# PayPal scam targeting Reps.



## les (Jul 24, 2006)

Just got this email PayPal scam targeting reps and maybe members on here.
Your account has been temporarily limited! ID: 371‏

Show details
Hide details PayPal [email protected]

Send email
Find email Add to contactsTo [email protected]
From: PayPal ([email protected]) 
Sent: 30 April 2012 11:11:49 
To: [email protected]

Dear Customer,

Your account has been temporarily limited. 
To remove the limitation from your account 
please confirm your credit card details on file.

For confirmation, please click the link below:

Sign In to PayPal account

We apologise for any inconvenience caused. 
Thank you.

Copyright © 1999-2012 PayPal. All rights reserved.


----------



## Hoggy (May 8, 2002)

Hi, Just forward it on to. [email protected]
PayPal will attempt to trace it, Quite a common spoof email.
Hoggy.


----------



## les (Jul 24, 2006)

Hoggy said:


> Hi, Just forward it on to. [email protected]
> PayPal will attempt to trace it, Quite a common spoof email.

• **EXCERPTED DATA**:
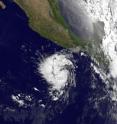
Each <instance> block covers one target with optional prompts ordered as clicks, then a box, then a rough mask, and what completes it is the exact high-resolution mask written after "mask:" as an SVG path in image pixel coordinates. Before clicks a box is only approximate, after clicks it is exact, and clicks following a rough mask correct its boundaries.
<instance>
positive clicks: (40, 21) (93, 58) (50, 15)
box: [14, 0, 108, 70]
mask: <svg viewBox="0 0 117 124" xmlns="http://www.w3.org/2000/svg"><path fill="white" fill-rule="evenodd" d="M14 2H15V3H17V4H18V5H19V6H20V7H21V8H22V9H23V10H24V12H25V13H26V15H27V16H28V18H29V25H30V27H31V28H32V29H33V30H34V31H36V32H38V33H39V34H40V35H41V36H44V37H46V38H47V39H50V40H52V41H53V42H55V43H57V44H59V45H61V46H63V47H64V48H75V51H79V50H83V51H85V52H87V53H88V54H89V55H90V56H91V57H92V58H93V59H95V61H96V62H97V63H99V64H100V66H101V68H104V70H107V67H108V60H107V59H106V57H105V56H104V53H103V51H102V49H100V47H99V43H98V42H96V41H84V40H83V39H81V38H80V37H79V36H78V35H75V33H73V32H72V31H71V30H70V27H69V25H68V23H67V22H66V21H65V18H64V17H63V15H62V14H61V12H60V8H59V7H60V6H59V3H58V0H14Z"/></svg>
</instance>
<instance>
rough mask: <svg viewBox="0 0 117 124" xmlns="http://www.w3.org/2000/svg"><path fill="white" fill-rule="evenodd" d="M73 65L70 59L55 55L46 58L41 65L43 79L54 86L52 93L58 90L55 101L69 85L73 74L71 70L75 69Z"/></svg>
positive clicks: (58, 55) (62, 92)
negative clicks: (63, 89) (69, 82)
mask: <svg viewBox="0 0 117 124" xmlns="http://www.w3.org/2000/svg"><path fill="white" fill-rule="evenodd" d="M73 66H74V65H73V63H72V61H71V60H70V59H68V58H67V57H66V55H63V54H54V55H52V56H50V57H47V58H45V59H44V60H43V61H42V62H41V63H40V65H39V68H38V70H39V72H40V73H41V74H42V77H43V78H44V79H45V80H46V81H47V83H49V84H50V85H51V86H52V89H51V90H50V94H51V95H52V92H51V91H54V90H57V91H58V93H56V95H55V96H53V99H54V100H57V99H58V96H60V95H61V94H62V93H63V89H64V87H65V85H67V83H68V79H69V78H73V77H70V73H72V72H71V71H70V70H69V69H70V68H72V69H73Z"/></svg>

--

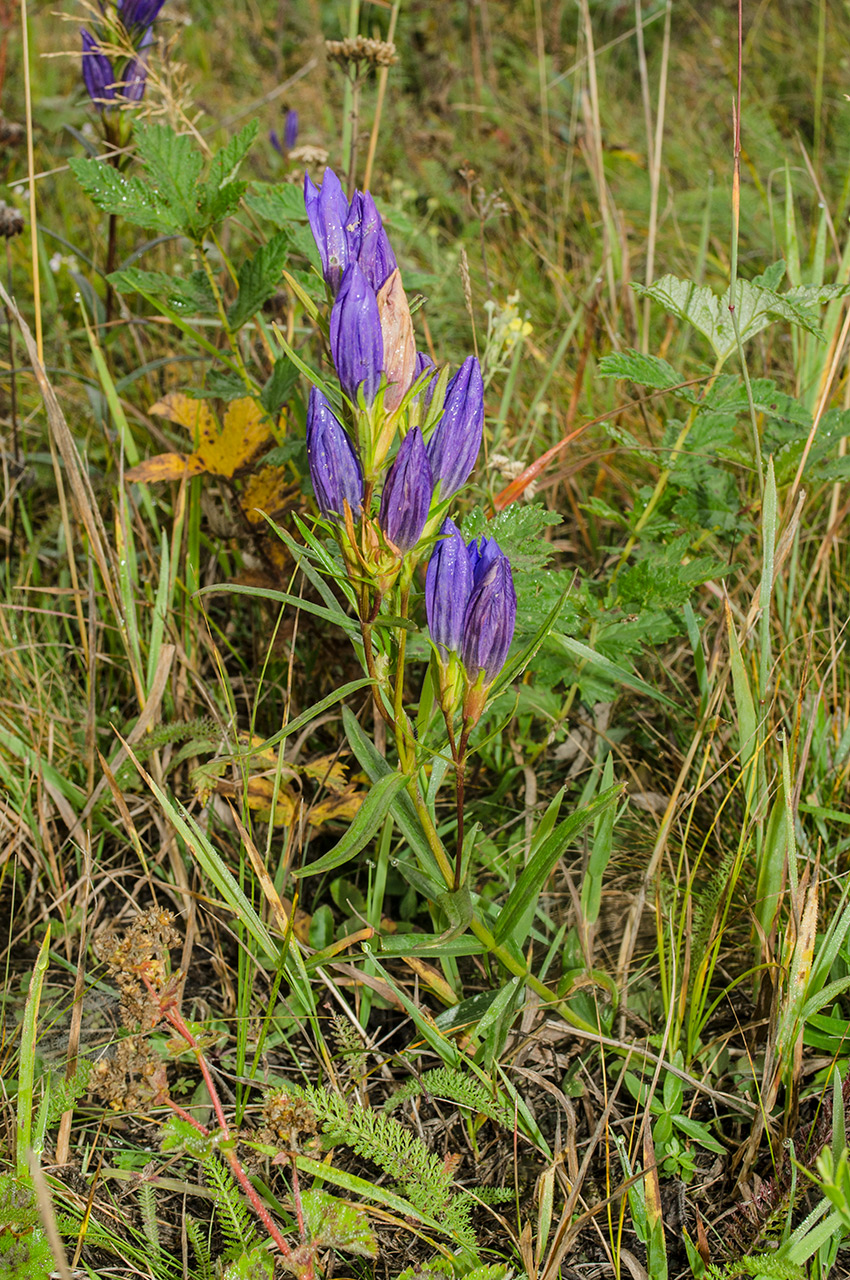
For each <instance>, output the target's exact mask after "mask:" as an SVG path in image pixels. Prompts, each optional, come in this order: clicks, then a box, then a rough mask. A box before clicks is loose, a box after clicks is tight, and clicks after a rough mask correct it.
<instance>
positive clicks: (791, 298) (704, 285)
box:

• **EXERCISE DETAILS**:
Reproduce verbatim the portion of the PayPal scam thread from "Sign In to PayPal" up to and including "(May 8, 2002)".

• **RESULT**:
Sign In to PayPal account

We apologise for any inconvenience caused. 
Thank you.

Copyright © 1999-2012 PayPal. All rights reserved.


----------



## Hoggy (May 8, 2002)